*** Opening Data shown ***
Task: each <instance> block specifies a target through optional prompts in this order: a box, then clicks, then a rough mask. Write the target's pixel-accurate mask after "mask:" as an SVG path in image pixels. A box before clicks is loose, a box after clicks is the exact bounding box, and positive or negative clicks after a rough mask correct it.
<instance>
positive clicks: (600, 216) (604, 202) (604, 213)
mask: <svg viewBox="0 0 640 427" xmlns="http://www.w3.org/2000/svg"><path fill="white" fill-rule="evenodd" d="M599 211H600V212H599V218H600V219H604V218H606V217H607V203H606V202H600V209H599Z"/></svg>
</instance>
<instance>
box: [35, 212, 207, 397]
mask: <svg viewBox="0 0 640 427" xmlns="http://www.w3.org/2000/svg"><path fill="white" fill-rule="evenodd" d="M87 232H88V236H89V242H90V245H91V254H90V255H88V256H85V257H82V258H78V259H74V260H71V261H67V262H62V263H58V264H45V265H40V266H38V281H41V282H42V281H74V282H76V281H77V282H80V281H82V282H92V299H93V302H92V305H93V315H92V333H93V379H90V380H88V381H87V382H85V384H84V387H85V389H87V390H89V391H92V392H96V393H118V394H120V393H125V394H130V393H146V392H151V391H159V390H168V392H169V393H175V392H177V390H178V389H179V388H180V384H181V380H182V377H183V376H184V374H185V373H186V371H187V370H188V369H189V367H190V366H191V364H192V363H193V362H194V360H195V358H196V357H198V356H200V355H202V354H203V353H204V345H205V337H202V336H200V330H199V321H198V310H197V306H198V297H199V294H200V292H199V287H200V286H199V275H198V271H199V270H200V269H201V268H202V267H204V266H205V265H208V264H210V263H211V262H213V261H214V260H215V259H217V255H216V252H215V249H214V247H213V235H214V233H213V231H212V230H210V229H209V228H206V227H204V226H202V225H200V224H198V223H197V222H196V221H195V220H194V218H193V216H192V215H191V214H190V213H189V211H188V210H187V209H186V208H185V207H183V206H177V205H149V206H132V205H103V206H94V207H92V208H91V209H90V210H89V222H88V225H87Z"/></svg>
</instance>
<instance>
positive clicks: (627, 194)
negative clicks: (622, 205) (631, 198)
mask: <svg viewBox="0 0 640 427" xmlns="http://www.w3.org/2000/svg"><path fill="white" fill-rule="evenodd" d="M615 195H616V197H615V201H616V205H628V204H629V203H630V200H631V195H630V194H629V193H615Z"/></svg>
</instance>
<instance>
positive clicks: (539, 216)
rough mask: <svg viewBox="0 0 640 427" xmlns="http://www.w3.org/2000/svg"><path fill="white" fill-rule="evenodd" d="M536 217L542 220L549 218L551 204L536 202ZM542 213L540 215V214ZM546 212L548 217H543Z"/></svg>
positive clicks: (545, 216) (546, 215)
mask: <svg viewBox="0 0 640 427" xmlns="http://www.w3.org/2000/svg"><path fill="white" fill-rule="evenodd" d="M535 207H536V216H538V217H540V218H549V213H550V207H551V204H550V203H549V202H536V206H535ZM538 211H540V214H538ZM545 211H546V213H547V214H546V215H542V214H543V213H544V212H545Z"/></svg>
*** Closing Data shown ***
= Task prompt =
Exact retyping of all the entries is required.

= Output =
Task: each <instance> block specifies a target through optional prompts in this order: a box, then clicks, then a rough mask. Write the target's pixel-accurate mask after "mask:" as an SVG path in image pixels. A box before clicks is loose, a box after clicks is the exact bounding box, and positive or negative clicks after a rough mask correct it.
<instance>
positive clicks: (600, 216) (604, 202) (604, 213)
mask: <svg viewBox="0 0 640 427" xmlns="http://www.w3.org/2000/svg"><path fill="white" fill-rule="evenodd" d="M599 211H600V212H599V218H600V219H604V218H606V217H607V203H606V202H600V209H599Z"/></svg>
</instance>
<instance>
box: [35, 212, 207, 397]
mask: <svg viewBox="0 0 640 427" xmlns="http://www.w3.org/2000/svg"><path fill="white" fill-rule="evenodd" d="M87 232H88V236H89V242H90V245H91V254H90V255H88V256H85V257H82V258H78V259H74V260H71V261H67V262H62V263H58V264H45V265H40V266H38V281H41V282H42V281H74V282H76V281H77V282H80V281H82V282H92V299H93V302H92V305H93V315H92V333H93V379H90V380H88V381H87V382H85V384H84V387H85V389H87V390H89V391H92V392H96V393H118V394H120V393H125V394H130V393H146V392H151V391H159V390H168V392H169V393H175V392H177V390H178V389H179V388H180V384H181V380H182V377H183V376H184V374H185V373H186V371H187V370H188V369H189V367H190V366H191V364H192V363H193V362H194V360H195V358H196V357H198V356H200V355H202V354H203V353H204V345H205V337H202V336H200V330H199V321H198V310H197V306H198V297H199V294H200V292H199V287H200V286H199V275H198V271H199V270H200V269H201V268H202V267H204V266H205V265H208V264H210V263H211V262H213V261H214V260H215V259H217V255H216V252H215V249H214V247H213V235H214V233H213V231H212V230H210V229H209V228H206V227H204V226H202V225H200V224H198V223H197V222H196V221H195V220H194V218H193V216H192V215H191V214H190V213H189V211H188V210H187V209H186V208H185V207H183V206H177V205H149V206H132V205H103V206H94V207H92V208H91V209H90V210H89V222H88V225H87Z"/></svg>
</instance>
<instance>
positive clicks: (627, 194)
negative clicks: (622, 205) (631, 198)
mask: <svg viewBox="0 0 640 427" xmlns="http://www.w3.org/2000/svg"><path fill="white" fill-rule="evenodd" d="M615 195H616V197H615V201H616V205H628V204H629V203H630V200H631V195H630V194H629V193H615Z"/></svg>
</instance>
<instance>
positive clicks: (539, 216)
rough mask: <svg viewBox="0 0 640 427" xmlns="http://www.w3.org/2000/svg"><path fill="white" fill-rule="evenodd" d="M536 217L542 220L549 218L551 204L536 202ZM542 213L540 215V214ZM546 212L548 217H543Z"/></svg>
positive clicks: (545, 216) (546, 215)
mask: <svg viewBox="0 0 640 427" xmlns="http://www.w3.org/2000/svg"><path fill="white" fill-rule="evenodd" d="M535 207H536V216H538V217H540V218H549V213H550V207H551V204H550V203H549V202H536V206H535ZM538 211H540V214H538ZM545 211H546V213H547V214H546V215H542V214H543V213H544V212H545Z"/></svg>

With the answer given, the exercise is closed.